--- Request 1 ---
Repeat from "But the United States had" to "subjects had severed." in the passage on Washington and neutrality, word for word.
--- Request 2 ---
Answer these from the passage on Washington and neutrality:
(a) What was the amount of the debt owed to France that Congress could not pay?
(b) For what share of its total world trade did the United States depend on Britain?
(c) Who was Treasury Secretary in Washington's cabinet?

--- Supplied passage ---
* start *
Washington was stunned. France, England, and the Netherlands were all important trading partners for the United States. But the United States owed a moral and financial debt to France. Washington knew that without the arms, talent, and fleet that France had provided, his army would have been crushed. France expected to be paid for the ammunition, guns, uniforms, and cannons they had provided, but Congress did not have sufficient funds to discharge the debt of $5.6 million (more than $130 million today).18 Legally, the United States had bound itself by the Treaty of Alliance to defend France. It would be a matter of principle to a man like Washington to honor his debts.
But the United States had signed a peace treaty with Britain and now depended on Britain for three-quarters of its total world trade. It had no cause to go to war against its largest trading partner.19 Moreover, the United States could not possibly defend itself against Britain. The United States might be bound to defend France from an armed attack, but in this instance, France had declared war first. And there was also the question of whether the United States was bound by the Treaty of Alliance to defend the present government of France or the ancien régime of Louis XVI, whose head his former subjects had severed.
Washington concluded that the United States must remain neutral.20 Contemporary international law gave neutral states the right to trade with belligerent states so long as they did not ship contraband goods such as arms and munitions.21 Washington wrote to Secretary of State Jefferson that the United States must “use every means in its power” to prevent its citizens from “embroiling us with either of those powers by endeavoring to maintain a strict neutrality.”22 But the question remained what “strict neutrality” would look like. Washington rushed back to Philadelphia to meet with his cabinet.
The cabinet was divided between Jefferson, the leading republican, and Treasury Secretary Alexander Hamilton, the leading federalist. In the absence of any formal political parties, these terms referred to loosely defined networks of like-minded people. Jefferson and Madison, for example, shared many republican principles, just as Hamilton and Marshall agreed on most federalist principles. Rather than speak of a “Republican Party,” Jefferson might refer to “republican interests” as being distinct from those of the federalists, whom he excoriated as either “Tories,” “monocrats,”
* end *
--- Stored data ---
* start *
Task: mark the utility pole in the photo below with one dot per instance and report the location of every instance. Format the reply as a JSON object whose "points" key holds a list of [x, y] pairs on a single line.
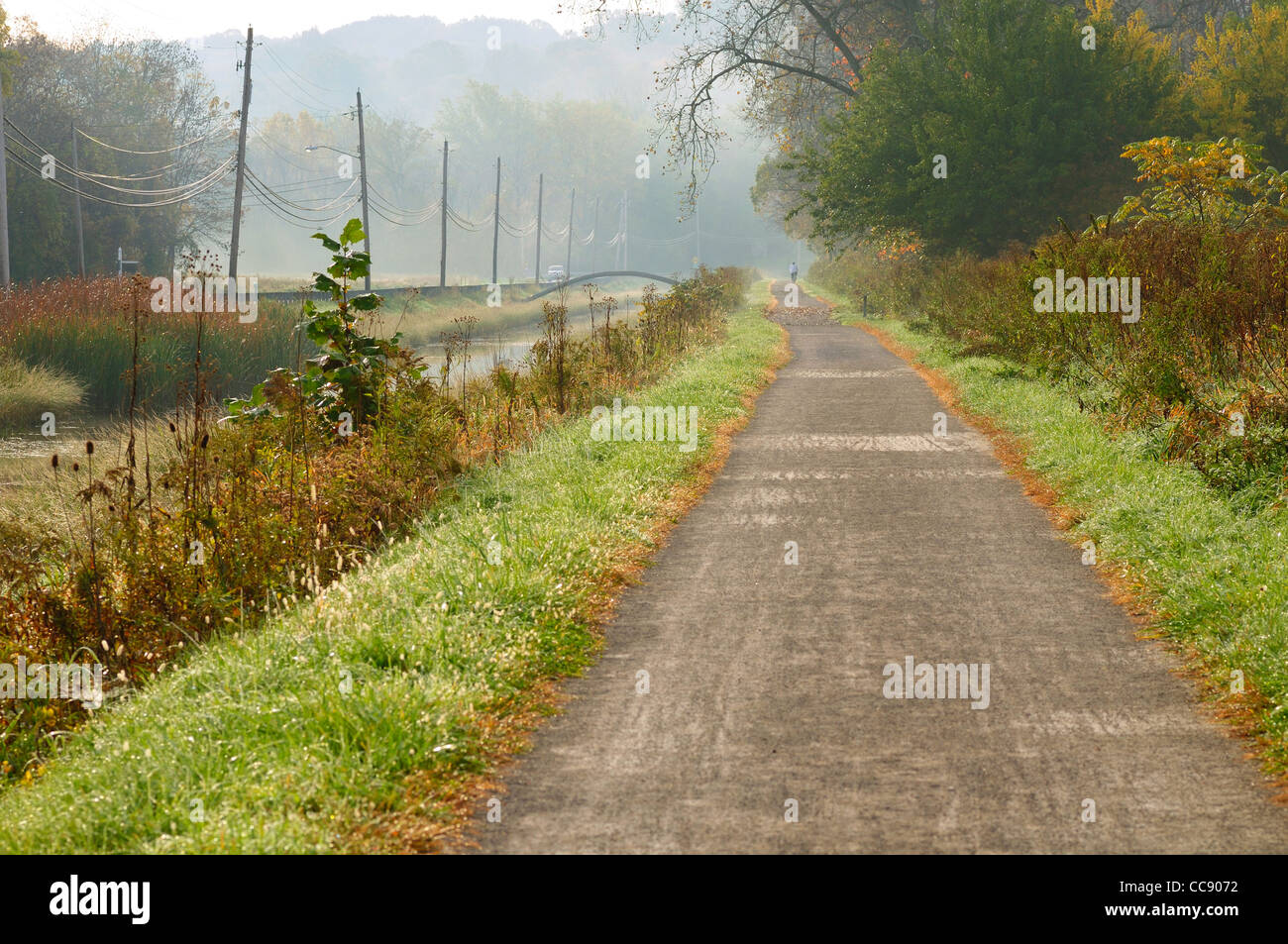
* end *
--- Final answer 1 ---
But the United States had signed a peace treaty with Britain and now depended on Britain for three-quarters of its total world trade. It had no cause to go to war against its largest trading partner.19 Moreover, the United States could not possibly defend itself against Britain. The United States might be bound to defend France from an armed attack, but in this instance, France had declared war first. And there was also the question of whether the United States was bound by the Treaty of Alliance to defend the present government of France or the ancien régime of Louis XVI, whose head his former subjects had severed.

--- Final answer 2 ---
(a) $5.6 million (more than $130 million today)
(b) Three-quarters
(c) Alexander Hamilton